» EXCERPTED PASSAGE:
[Start of section]
Assisted living is one place where fire safety need to be taken extremely seriously because the residents are so vulnerable. The very health issues that made assisted living necessary for the elderly residents could make it very difficult for them to escape in a fire. An example of how bad it can get is the Golden Age nursing home fire of 1962, which tragically killed 63 residents.
But despite diligent prevention efforts, fires still do happen at senior care facilities. Last week KOMO News of Seattle reported about a two-alarm fire tore through a Tacoma senior community. The sprinkler system prevented the fire from getting out of hand and there were no major injuries. Seven residents were hospitalized out of an abundance of caution. Also last week, another assisted living facility was evacuated in New Jersey after a fire that started in a laundry room during the early morning hours. Four staff members and one resident were hospitalized in this incident. The fact that every resident was successfully evacuated from these facilities without any deaths or major injuries is a testament to the efficacy of the preparedness plans they had in place.
Gauging Fire Preparedness of Assisted Living Communities
If you have a loved one who lives in an assisted living community or nursing home, or if you’re in the process of selecting a community, you can gauge the facilities level of preparedness during a visit. A document by the National Fire Protection Association document has guidelines about what to look for and ask about if you’re trying to make sure your loved one is safe:
- Is the building well maintained? Make sure that paper and other storage items do not block doors or hallways needed for escape.
- Check to make sure there is an evacuation plan in place that involves all staff and is practiced regularly.
- Are there safety systems in place such as alternative exits, smoke detectors, and sprinklers?
- Check on the staff-to-patient ratio. How many staff per resident during the day and especially at night or on weekends and holidays? Is supervisory staff available to carryout an escape plan if there is a fire?
- Are there guidelines for people who smoke such as a separate room or staff supervision?
- Does nursing home management take your questions regarding safety seriously and are they forthcoming with information?
Don’t be nervous about asking these a community about their fire safety plans. Good communities are proud of their fire prevention and preparedness strategies, and will be happy to answer your questions and tell you about measures they’ve put in place.
[End of section]
[Region pointing data]
[Start of section]
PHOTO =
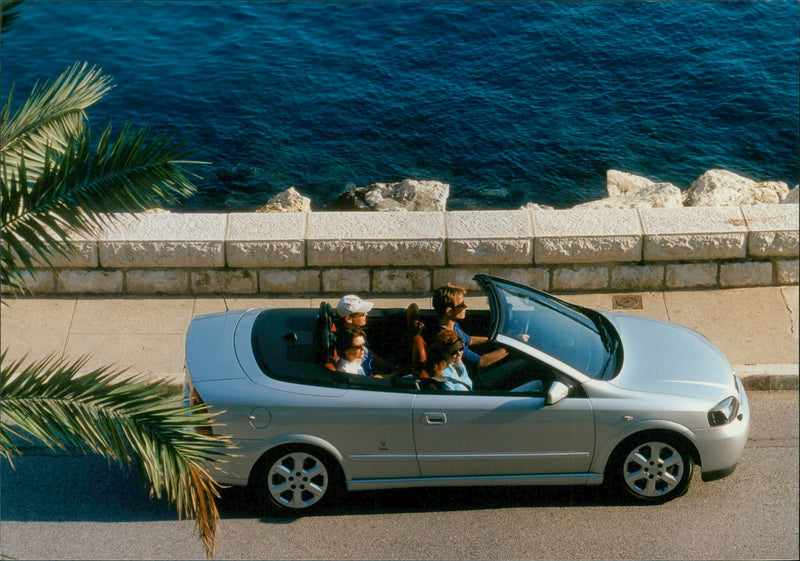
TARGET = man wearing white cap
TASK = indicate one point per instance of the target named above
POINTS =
(353, 313)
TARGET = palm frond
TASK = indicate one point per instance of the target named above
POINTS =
(81, 191)
(51, 117)
(123, 419)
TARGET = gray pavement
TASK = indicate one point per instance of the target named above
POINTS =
(756, 328)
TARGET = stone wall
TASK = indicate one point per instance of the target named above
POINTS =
(413, 252)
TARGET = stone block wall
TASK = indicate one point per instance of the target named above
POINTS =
(413, 252)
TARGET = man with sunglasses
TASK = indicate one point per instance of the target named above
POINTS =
(448, 301)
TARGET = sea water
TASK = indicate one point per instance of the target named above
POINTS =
(507, 102)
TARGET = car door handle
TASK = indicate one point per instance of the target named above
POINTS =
(435, 418)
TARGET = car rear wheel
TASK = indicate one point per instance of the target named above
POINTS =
(653, 468)
(297, 480)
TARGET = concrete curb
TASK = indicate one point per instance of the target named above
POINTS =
(769, 377)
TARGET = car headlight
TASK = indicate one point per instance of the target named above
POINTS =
(723, 412)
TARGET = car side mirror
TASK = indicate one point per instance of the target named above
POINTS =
(556, 393)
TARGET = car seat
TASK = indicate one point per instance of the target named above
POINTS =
(325, 337)
(418, 348)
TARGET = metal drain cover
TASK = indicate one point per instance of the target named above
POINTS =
(627, 302)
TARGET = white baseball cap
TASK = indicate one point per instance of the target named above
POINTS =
(352, 304)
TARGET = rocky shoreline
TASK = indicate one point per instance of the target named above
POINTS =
(716, 187)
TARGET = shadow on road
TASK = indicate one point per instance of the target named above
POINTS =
(53, 487)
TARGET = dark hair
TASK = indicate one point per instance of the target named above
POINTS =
(445, 297)
(345, 339)
(438, 351)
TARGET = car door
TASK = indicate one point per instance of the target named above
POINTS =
(469, 433)
(371, 424)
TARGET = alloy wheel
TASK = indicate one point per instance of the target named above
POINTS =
(654, 470)
(298, 480)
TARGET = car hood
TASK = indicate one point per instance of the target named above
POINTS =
(667, 358)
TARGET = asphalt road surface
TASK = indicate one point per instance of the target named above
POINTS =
(77, 507)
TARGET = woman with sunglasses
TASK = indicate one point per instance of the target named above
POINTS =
(444, 361)
(351, 352)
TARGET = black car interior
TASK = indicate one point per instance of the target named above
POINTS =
(299, 345)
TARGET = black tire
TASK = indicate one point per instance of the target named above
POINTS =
(651, 468)
(296, 480)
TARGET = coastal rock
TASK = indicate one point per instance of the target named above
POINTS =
(407, 195)
(718, 187)
(620, 183)
(288, 201)
(654, 195)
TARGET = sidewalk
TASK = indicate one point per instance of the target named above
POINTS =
(756, 328)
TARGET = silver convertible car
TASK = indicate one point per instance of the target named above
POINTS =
(594, 397)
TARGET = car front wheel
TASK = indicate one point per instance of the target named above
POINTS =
(653, 469)
(297, 480)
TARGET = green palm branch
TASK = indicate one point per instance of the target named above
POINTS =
(55, 183)
(128, 420)
(51, 117)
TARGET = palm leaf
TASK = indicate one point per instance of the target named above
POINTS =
(81, 192)
(124, 419)
(51, 117)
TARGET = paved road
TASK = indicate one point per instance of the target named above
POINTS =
(64, 507)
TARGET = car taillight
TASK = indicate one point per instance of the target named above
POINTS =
(723, 412)
(192, 398)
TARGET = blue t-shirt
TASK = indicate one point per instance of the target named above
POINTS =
(457, 371)
(470, 358)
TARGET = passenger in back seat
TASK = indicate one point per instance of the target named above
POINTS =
(351, 353)
(353, 312)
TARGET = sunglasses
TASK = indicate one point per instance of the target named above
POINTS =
(459, 349)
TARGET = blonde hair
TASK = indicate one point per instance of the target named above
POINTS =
(445, 297)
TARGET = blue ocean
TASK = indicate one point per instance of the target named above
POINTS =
(507, 102)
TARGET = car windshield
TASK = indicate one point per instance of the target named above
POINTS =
(581, 338)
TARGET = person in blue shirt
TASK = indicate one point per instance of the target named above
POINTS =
(448, 350)
(448, 302)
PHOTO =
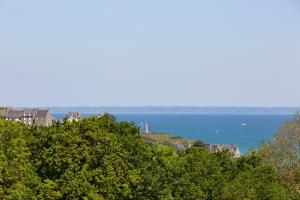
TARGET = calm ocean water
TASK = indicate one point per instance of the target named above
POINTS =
(245, 131)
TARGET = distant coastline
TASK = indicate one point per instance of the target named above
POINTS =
(180, 110)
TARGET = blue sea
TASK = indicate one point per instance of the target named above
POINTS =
(247, 131)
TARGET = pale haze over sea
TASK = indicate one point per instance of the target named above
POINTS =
(150, 53)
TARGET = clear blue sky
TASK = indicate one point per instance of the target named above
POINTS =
(150, 53)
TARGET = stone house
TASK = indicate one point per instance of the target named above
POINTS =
(29, 117)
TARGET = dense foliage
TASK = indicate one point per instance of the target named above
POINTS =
(99, 158)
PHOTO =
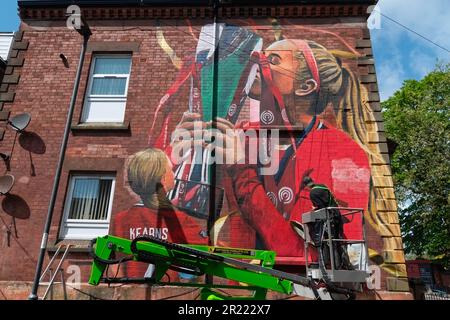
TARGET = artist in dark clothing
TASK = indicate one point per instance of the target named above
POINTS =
(321, 197)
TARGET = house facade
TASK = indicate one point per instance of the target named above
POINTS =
(147, 64)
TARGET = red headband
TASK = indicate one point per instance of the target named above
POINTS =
(311, 61)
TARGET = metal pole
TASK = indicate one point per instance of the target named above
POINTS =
(62, 153)
(212, 169)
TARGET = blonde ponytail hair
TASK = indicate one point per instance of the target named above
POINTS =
(145, 171)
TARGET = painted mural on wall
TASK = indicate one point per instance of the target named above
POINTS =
(249, 79)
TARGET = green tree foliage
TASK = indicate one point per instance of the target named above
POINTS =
(417, 118)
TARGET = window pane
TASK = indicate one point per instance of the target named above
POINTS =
(112, 66)
(109, 86)
(90, 199)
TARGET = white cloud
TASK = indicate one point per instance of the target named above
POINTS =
(399, 62)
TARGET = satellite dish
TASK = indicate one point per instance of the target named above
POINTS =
(6, 183)
(20, 122)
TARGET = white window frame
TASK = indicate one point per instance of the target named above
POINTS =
(104, 98)
(85, 229)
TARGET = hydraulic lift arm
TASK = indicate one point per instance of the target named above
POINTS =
(226, 263)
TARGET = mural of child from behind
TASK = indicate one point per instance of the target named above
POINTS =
(150, 176)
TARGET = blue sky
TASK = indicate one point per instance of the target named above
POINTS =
(399, 54)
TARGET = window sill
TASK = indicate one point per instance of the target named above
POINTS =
(102, 126)
(75, 246)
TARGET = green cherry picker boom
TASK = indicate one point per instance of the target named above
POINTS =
(322, 280)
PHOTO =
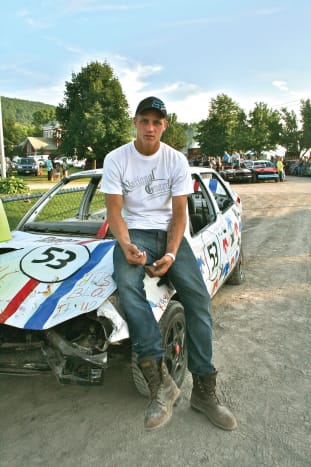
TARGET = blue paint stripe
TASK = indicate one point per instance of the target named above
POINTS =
(46, 309)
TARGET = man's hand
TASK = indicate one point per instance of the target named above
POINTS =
[End of section]
» YOUR INSTRUCTIONS:
Answer these questions using the article on fire safety in assisted living:
(a) How many residents were killed in the Golden Age nursing home fire of 1962?
(b) Where did the fire at the New Jersey assisted living facility start?
(c) Which organization produced the document with guidelines on what to look for and ask about?

» RESULT OF THIS TASK:
(a) 63 residents.
(b) In a laundry room.
(c) The National Fire Protection Association.